╭─ Input data

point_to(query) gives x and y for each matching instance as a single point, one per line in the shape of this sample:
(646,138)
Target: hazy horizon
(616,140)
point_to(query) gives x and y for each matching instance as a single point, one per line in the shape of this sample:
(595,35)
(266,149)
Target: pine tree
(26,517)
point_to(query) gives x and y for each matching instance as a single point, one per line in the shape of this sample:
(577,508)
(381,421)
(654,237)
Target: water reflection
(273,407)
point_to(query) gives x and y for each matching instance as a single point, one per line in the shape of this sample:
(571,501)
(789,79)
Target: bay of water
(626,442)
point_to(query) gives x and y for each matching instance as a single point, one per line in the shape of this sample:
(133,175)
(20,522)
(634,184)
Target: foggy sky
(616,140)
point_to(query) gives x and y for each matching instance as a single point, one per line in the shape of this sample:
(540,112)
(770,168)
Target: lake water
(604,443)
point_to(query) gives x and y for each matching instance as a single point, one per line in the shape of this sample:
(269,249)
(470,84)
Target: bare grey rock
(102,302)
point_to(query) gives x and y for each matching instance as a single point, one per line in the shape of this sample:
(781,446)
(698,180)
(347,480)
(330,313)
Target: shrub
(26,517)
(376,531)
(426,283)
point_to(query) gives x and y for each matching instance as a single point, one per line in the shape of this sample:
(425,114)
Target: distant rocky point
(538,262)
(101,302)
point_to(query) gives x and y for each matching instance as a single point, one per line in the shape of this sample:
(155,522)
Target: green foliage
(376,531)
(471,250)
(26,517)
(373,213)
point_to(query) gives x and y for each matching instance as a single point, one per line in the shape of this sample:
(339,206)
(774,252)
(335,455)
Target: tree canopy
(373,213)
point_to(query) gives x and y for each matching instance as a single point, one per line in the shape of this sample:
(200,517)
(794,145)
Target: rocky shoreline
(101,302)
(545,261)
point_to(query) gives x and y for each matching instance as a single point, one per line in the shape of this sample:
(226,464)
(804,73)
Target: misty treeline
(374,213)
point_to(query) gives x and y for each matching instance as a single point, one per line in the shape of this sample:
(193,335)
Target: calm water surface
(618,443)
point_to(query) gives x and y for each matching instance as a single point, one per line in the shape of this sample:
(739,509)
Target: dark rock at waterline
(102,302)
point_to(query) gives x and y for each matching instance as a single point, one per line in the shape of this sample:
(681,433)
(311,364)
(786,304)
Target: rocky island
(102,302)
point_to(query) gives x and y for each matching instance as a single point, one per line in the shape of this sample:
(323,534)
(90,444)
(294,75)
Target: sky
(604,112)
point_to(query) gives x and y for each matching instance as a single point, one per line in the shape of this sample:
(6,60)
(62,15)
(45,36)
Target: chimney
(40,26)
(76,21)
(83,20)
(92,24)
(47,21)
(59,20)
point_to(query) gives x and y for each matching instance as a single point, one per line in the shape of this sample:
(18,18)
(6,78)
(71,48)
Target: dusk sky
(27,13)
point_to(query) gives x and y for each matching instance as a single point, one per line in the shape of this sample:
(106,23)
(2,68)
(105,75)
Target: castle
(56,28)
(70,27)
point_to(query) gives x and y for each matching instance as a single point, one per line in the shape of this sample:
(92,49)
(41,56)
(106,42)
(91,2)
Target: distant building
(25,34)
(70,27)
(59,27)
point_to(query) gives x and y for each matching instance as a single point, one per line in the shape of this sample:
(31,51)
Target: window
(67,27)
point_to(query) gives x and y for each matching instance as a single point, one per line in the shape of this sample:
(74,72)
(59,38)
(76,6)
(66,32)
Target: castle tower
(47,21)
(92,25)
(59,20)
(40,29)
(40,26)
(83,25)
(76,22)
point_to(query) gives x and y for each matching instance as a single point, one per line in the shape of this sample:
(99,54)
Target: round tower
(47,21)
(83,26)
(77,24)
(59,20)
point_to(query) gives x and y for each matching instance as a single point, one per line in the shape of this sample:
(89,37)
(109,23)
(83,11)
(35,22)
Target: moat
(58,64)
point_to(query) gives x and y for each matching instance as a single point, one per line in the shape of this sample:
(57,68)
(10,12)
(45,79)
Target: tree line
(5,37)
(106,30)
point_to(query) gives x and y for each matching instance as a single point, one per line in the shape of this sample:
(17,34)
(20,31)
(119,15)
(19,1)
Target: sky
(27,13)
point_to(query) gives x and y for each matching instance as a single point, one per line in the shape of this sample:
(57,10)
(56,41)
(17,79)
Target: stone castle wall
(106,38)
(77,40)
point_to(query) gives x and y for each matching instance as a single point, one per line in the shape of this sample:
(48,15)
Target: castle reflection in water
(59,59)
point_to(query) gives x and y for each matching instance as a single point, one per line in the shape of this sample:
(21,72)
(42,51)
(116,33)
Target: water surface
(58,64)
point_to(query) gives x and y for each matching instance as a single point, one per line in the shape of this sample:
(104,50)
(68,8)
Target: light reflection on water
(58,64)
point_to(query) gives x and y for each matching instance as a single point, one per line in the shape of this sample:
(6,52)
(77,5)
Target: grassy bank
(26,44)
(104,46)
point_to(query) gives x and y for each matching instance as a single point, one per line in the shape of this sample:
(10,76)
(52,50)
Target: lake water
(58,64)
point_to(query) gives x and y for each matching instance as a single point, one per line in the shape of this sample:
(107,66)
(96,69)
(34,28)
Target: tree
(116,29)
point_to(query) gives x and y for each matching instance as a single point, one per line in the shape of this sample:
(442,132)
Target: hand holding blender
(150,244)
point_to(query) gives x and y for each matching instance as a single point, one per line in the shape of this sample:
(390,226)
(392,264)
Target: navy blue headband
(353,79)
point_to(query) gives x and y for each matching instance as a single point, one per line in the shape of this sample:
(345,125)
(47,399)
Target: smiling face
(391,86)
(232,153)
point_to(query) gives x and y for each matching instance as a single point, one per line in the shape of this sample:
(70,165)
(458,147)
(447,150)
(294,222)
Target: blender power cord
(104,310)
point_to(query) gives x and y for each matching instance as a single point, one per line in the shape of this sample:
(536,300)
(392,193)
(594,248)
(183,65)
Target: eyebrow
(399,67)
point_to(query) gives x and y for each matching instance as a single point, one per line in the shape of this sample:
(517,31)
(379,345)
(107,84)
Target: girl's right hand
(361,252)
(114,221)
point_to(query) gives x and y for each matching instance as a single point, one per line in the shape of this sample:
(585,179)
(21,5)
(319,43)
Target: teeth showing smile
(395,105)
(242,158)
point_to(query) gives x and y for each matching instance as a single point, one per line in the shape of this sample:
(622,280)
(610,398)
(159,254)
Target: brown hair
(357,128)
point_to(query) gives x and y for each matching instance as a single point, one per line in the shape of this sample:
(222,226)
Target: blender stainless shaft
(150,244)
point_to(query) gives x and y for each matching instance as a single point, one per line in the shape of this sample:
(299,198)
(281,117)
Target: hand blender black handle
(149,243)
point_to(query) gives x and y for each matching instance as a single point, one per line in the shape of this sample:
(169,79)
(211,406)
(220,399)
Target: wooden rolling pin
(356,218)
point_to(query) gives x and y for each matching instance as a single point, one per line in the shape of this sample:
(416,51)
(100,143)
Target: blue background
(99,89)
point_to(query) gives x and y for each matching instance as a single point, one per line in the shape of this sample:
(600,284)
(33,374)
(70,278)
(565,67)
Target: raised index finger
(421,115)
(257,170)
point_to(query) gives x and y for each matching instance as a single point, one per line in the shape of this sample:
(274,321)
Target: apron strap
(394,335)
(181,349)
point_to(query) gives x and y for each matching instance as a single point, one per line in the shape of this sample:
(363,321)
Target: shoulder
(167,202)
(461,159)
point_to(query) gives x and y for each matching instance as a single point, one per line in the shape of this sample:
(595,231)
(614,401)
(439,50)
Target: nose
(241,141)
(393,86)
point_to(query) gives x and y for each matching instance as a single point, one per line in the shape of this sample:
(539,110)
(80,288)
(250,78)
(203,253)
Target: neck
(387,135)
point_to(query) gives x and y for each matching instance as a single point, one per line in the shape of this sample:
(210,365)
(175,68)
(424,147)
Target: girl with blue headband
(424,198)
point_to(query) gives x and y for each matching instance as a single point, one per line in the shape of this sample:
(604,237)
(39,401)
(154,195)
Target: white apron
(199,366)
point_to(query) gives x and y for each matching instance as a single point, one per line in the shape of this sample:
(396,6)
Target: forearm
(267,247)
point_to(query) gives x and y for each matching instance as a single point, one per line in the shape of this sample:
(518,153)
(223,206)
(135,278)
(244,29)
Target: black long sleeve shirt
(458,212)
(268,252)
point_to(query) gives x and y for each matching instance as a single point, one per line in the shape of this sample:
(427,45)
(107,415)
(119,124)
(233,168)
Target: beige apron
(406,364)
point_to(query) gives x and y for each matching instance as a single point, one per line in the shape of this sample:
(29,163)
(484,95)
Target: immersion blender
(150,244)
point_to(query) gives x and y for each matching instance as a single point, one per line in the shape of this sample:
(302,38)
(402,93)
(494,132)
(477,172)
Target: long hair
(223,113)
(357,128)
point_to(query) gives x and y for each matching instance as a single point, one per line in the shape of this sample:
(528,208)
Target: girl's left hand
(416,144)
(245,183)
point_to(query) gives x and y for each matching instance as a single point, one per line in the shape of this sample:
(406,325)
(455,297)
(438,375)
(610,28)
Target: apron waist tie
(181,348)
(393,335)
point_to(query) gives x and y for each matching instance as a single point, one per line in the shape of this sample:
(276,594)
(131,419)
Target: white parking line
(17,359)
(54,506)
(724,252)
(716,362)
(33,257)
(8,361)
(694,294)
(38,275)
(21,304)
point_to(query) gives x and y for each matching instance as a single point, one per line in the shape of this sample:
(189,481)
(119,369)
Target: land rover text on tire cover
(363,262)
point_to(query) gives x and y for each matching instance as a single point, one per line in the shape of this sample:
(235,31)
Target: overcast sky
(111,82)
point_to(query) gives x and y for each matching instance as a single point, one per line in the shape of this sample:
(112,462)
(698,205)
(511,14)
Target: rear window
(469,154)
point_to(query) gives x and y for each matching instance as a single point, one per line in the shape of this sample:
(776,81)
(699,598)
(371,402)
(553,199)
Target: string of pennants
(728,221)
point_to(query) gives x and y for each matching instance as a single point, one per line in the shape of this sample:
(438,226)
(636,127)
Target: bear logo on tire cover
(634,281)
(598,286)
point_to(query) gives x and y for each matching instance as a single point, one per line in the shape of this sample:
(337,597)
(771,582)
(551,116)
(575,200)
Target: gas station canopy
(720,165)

╰─

## Direction
Pull out each line of the items above that contains the word "reflection", and copy those lines.

## Written reply
Target: water reflection
Target: castle reflection in water
Target: light reflection on water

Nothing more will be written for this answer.